SELECTED EXTRACT
----------

Whereas technical success implies delivery of the intended treatment with satisfactory anatomic and hemodynamic results, determination of whether patient benefit has been derived requires consideration of the indications for intervention and the clinical responses observed. Approaches to the assessment of hypertension response have evaluated systolic, diastolic, and mean blood pressure and a number of antihypertensive medications both as continuous outcome measures and in a categorical fashion using a combination of blood pressure and medication criteria.³³ The categorical definitions generally describe hypertension responses as cured, improved, or failed. Serum creatinine, cystatin C, estimated glomerular filtration rate (eGFR), and renal length and volume all represent continuous outcome measures indicative of renal function response to intervention. Categorization of renal response based on these measures has generally been determined as improved, unchanged, or worsened on the basis of post-intervention change within a predefined range. We have generally used an increase or decrease of 20% or more in eGFR to define improvement or worsening in renal function, respectively, with all other patients categorized as unchanged. Alternative analytic approaches have evaluated the impact of renal revascularization on the rate of decline in renal function, defining worsened or unchanged rates of eGFR decline as failure and attributing procedure-related benefit to patients experiencing improvement, stabilization, or slowed rate of decline in eGFR.

----------

ENTRIES SHOWN
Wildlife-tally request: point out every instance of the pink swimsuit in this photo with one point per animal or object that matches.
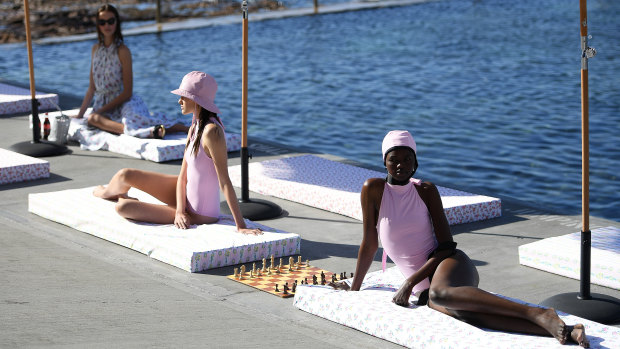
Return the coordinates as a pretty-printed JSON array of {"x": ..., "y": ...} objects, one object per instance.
[
  {"x": 202, "y": 190},
  {"x": 405, "y": 229}
]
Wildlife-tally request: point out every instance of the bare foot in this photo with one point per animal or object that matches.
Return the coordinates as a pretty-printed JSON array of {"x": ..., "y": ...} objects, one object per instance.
[
  {"x": 550, "y": 321},
  {"x": 101, "y": 192},
  {"x": 578, "y": 334}
]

----------

WORK ITEM
Do these statements agree with the excerpt on renal intervention outcomes? Answer each yes or no, quoting the words of the excerpt that settle it. (a) Categorical definitions generally describe hypertension responses as cured, improved, or failed. (b) A 10% rise in eGFR is enough to count as improvement in renal function. (c) Alternative analytic approaches treat an unchanged rate of eGFR decline as failure. You can leave the rows aside; none of what follows depends on them.

RESPONSE
(a) Yes: "The categorical definitions generally describe hypertension responses as cured, improved, or failed."
(b) No: "an increase or decrease of 20% or more in eGFR to define improvement or worsening in renal function"
(c) Yes: "defining worsened or unchanged rates of eGFR decline as failure"